- _INPUT DATA_
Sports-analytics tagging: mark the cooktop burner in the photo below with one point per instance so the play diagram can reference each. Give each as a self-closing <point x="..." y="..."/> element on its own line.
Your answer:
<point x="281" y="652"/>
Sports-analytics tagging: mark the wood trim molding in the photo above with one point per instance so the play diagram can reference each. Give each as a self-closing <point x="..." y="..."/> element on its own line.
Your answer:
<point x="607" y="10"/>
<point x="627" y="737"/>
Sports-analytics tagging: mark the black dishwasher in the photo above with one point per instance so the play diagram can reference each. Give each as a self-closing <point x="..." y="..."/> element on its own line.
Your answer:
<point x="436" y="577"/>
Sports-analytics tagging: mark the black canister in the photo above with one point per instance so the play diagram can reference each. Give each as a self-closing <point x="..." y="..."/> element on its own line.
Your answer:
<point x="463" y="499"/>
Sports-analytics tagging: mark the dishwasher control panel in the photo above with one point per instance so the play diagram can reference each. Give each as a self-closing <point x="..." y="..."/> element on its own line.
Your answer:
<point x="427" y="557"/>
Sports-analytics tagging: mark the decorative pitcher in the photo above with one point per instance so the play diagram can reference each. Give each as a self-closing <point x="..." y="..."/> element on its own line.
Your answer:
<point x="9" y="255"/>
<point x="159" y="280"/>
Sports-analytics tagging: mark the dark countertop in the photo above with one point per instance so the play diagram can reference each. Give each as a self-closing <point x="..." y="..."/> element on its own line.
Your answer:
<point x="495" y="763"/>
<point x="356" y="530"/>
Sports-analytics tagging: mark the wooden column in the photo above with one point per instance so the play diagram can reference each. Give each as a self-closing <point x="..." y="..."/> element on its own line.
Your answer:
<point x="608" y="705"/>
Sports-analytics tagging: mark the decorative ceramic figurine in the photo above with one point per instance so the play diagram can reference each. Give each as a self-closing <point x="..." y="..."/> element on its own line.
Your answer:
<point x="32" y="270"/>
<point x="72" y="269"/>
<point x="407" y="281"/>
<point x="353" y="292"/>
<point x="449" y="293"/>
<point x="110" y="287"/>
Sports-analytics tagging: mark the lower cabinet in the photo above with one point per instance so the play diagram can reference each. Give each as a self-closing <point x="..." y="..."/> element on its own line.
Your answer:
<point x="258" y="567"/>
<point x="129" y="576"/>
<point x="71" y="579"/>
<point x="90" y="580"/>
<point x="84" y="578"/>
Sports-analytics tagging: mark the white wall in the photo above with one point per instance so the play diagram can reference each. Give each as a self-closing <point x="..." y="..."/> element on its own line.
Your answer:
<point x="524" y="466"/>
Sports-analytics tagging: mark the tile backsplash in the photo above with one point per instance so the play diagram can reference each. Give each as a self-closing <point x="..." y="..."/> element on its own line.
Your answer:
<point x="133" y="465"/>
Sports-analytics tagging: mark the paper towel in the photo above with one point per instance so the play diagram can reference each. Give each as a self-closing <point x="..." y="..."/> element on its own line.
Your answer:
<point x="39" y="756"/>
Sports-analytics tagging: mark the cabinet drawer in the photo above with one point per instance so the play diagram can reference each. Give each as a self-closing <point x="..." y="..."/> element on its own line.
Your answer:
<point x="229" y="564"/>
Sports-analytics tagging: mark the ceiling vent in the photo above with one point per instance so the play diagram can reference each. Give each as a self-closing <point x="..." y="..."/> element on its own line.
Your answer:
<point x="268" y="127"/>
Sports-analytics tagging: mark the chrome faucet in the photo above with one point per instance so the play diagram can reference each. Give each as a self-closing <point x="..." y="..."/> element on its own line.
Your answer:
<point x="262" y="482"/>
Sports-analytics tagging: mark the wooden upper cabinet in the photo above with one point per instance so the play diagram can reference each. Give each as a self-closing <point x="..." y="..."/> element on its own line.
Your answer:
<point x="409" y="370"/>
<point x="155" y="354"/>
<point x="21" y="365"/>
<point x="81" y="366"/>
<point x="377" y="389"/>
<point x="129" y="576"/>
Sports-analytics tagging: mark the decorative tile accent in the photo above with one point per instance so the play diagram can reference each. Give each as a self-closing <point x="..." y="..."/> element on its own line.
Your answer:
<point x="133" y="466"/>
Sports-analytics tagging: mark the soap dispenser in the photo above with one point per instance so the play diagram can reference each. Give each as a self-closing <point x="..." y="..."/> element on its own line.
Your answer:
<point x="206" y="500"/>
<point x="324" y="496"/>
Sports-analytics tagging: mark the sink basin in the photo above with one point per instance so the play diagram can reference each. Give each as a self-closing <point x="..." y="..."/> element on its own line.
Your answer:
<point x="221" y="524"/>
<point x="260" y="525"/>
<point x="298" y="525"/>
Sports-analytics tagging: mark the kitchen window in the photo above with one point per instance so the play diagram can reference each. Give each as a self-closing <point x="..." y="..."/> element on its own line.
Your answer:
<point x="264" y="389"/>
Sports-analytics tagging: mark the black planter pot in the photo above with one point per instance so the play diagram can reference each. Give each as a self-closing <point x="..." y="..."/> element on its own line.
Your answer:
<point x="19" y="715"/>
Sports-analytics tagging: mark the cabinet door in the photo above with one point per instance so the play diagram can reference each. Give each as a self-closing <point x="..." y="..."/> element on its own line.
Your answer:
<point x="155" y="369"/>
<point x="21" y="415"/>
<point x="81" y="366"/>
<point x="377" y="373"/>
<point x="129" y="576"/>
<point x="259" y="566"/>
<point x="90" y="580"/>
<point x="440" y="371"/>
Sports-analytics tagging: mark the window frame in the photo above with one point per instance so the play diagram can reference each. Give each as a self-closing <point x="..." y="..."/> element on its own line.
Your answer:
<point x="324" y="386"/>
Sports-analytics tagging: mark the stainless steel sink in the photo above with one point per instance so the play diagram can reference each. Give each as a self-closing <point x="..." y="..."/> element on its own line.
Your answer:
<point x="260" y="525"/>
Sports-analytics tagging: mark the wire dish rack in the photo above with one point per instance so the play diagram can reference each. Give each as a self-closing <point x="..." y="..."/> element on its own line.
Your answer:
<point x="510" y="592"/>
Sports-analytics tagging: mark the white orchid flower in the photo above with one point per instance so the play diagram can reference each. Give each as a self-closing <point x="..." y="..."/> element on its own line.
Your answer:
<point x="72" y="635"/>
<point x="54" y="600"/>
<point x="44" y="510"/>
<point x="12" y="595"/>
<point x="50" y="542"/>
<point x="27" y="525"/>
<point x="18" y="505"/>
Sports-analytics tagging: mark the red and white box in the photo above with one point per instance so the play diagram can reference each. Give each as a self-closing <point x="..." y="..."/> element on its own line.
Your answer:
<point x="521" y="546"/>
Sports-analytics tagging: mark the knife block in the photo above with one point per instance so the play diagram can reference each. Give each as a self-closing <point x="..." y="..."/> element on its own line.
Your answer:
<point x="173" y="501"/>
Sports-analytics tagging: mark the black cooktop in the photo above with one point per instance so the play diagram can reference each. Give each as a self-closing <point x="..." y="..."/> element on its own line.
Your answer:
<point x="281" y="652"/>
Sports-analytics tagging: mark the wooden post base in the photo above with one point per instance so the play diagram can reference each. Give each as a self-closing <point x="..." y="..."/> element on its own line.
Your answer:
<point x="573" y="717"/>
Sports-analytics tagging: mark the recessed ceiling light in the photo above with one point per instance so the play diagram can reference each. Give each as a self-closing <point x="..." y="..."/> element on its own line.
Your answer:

- _WHAT YOU SHOULD DO_
Edit the stretch from the line containing "Sports-analytics tagging: mark the white orchid" through the end of the records, replacing "play diagram" with "tactics board" and leaving everything else unchanged. Return only those lines.

- _COMPLETED TASK_
Sports-analytics tagging: mark the white orchid flower in the photo above with one point per instance so the tactics board can reference each. Give each as a self-closing <point x="..." y="..."/> element on its own line.
Your answer:
<point x="72" y="635"/>
<point x="54" y="600"/>
<point x="44" y="510"/>
<point x="12" y="595"/>
<point x="50" y="542"/>
<point x="27" y="525"/>
<point x="18" y="505"/>
Sports-analytics tagging: mark the red and white box in the photo above with one point per instance so the tactics board can reference each. Give each as a self-closing <point x="..." y="..."/> element on its own line.
Your answer:
<point x="521" y="546"/>
Sports-analytics tagging: mark the knife block in the photo above with one point per instance so the tactics board can reference each. Give each as a self-closing <point x="..." y="..."/> element on its own line.
Your answer:
<point x="173" y="501"/>
Sports-analytics tagging: mark the black cooktop in the photo above with one point per instance so the tactics board can reference each. Give each as a self-closing <point x="..." y="..."/> element on its own line.
Your answer:
<point x="281" y="652"/>
Sports-analytics tagging: mark the wooden post base in the photo above with one point per instance so the tactics board can reference each. Give each as a self-closing <point x="..." y="..."/> element on its own line.
Your answer:
<point x="573" y="717"/>
Sports-analytics tagging: mark the recessed ceiling light in the photo above with one point per instance so the tactics board can reference each. Give each as a self-closing <point x="..." y="..."/> element on its own line.
Your answer:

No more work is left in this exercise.